Region pointing data:
------------------------
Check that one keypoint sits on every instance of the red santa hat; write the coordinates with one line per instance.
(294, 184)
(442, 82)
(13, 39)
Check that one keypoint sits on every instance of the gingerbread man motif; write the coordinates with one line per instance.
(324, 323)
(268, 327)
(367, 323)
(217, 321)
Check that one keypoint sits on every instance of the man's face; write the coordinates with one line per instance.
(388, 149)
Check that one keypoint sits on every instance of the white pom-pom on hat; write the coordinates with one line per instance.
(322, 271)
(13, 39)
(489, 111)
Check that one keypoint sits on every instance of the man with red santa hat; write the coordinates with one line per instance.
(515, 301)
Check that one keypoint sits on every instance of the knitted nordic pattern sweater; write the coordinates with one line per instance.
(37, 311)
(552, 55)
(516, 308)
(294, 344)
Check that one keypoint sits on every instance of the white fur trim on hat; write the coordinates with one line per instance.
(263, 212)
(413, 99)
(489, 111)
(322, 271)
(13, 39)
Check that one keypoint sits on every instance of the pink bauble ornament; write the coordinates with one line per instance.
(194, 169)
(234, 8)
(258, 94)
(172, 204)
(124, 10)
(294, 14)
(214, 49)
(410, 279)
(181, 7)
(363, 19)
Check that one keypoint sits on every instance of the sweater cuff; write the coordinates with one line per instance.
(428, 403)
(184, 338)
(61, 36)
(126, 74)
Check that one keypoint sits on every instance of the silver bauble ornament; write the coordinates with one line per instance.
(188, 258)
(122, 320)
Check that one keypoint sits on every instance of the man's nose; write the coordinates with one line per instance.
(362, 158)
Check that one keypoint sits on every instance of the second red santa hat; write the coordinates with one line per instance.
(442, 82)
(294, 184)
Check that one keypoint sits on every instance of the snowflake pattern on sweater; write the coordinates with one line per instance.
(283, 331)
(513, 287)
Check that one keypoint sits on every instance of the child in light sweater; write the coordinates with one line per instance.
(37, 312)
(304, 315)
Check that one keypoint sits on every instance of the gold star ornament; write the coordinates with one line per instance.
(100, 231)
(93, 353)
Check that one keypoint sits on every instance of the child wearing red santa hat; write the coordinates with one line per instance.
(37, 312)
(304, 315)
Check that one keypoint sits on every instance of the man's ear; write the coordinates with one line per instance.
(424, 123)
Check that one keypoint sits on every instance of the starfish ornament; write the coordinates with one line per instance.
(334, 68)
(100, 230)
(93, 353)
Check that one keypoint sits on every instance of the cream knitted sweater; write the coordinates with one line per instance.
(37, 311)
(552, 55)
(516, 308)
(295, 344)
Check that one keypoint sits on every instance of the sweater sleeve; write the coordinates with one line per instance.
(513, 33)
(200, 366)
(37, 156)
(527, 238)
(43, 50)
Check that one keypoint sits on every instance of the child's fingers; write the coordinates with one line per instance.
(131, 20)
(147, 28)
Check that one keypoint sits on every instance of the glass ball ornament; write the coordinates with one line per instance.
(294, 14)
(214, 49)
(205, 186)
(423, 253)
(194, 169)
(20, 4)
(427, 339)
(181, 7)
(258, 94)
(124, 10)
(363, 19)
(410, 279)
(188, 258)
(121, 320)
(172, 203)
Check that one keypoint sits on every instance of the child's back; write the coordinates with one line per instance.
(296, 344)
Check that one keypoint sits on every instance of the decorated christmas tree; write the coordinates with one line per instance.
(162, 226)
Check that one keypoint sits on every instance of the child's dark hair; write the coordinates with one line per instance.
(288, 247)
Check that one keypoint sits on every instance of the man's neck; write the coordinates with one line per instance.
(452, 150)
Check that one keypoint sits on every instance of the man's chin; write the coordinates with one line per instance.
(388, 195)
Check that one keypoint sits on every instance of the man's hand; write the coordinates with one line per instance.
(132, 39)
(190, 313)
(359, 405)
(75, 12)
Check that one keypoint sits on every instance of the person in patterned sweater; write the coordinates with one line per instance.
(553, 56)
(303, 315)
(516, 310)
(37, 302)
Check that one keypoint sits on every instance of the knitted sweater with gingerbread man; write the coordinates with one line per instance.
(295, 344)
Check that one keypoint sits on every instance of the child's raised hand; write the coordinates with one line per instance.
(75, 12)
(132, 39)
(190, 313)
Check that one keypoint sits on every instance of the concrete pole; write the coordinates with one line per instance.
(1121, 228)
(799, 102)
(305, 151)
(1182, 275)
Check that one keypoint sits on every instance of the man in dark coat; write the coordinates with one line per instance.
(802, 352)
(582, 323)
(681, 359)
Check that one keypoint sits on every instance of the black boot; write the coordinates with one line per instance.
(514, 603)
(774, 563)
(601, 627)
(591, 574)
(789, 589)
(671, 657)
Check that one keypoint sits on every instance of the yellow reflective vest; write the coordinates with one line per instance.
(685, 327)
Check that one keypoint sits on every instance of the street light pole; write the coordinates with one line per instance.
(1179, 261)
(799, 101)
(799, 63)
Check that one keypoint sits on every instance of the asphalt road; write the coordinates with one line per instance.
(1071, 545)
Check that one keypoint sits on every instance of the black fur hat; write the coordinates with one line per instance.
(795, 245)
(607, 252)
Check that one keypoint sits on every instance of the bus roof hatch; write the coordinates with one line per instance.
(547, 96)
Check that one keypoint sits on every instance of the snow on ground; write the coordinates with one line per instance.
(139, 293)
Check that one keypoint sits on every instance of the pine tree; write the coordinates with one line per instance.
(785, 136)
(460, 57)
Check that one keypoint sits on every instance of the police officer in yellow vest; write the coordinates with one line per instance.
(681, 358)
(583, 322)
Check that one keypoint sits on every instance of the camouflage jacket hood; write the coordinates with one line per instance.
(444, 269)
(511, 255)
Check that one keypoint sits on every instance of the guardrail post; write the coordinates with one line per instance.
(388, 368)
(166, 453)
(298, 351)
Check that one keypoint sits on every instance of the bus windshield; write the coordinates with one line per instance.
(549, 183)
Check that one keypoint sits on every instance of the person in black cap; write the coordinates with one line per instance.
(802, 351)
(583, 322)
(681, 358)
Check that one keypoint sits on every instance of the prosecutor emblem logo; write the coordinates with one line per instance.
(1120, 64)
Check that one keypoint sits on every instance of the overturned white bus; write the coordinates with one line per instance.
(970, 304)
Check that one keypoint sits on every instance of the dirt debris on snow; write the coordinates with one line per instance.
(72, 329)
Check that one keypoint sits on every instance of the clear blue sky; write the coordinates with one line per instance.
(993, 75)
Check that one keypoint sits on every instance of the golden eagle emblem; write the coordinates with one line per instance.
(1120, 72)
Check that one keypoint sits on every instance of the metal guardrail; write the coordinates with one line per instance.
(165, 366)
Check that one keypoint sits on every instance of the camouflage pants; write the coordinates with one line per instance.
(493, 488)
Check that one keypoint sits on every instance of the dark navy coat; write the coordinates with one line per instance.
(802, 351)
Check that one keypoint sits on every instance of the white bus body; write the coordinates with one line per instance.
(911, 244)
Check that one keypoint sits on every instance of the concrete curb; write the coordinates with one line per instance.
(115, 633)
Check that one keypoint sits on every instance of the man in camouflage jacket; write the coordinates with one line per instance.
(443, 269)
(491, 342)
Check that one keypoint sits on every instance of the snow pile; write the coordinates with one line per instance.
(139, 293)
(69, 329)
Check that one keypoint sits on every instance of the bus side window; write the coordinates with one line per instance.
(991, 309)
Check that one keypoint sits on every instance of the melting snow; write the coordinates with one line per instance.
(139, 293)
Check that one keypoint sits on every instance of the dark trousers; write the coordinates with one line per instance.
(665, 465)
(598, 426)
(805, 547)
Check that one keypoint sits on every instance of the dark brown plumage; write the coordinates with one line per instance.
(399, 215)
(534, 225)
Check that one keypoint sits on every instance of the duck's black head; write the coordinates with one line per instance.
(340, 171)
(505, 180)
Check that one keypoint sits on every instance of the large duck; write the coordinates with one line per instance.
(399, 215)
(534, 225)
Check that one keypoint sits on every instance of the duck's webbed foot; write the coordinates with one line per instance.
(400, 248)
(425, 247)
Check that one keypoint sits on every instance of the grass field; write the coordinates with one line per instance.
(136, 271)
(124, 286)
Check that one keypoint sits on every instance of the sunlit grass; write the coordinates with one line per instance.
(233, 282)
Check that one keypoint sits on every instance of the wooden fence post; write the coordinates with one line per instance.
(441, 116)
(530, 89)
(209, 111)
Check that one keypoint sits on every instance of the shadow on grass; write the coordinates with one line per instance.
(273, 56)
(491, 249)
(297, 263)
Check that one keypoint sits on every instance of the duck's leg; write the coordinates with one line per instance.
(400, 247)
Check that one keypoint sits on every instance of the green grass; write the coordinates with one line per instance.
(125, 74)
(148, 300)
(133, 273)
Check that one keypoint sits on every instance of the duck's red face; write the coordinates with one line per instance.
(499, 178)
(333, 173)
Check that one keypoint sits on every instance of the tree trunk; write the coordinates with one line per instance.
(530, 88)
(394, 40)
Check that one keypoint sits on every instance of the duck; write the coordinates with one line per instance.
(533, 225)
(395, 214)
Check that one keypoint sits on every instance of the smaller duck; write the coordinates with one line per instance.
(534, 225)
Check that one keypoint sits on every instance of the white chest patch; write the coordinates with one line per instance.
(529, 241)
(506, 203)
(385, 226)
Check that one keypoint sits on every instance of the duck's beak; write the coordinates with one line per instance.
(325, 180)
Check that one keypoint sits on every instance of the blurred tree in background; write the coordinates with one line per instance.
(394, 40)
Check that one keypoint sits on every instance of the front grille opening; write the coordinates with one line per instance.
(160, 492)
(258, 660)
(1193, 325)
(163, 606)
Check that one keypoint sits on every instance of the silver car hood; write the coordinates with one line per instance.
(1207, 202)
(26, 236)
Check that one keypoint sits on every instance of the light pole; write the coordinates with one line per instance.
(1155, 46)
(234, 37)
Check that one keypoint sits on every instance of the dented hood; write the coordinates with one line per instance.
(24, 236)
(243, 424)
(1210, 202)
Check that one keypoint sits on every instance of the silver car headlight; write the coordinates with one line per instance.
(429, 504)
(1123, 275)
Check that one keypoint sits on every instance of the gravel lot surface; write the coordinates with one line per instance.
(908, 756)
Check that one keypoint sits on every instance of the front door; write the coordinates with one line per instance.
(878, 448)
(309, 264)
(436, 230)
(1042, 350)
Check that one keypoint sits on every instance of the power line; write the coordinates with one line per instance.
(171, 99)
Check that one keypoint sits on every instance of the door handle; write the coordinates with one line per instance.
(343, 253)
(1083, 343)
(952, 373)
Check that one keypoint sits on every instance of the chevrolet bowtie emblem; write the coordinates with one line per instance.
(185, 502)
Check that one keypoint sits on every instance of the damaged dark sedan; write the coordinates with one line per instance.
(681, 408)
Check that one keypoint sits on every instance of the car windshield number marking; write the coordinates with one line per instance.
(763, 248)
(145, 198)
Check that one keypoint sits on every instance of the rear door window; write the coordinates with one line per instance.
------------------------
_Problem requirements:_ Each line from the one that contains "the front door;" through the end of the records must be repeated exactly. No other line belongs in the answer.

_Solution for this task:_
Check that one keypoint sits on every instance of the front door; write the coordinates with one line per instance.
(878, 448)
(309, 264)
(436, 230)
(1042, 350)
Check that one keypoint sits on every instance of the power line; write the coordinates with one line per instance.
(171, 99)
Check that one keypoint sits on every instance of the door handle; write the coordinates with one line per instance.
(343, 253)
(1083, 343)
(952, 373)
Check that one keypoint sits on every instance of the chevrolet bowtie emblem; write the coordinates with one line per instance.
(185, 502)
Check that one keypoint sits on every instance of the damaged dark sedan; write the coordinates with one line per instance.
(681, 408)
Check that one keypoint sits on every instance of the car windshield number marking; write the coordinates with one line per instance.
(763, 248)
(145, 198)
Check that one keypoint sits on every instance of the rear door window; write the coordinates with one line per instance.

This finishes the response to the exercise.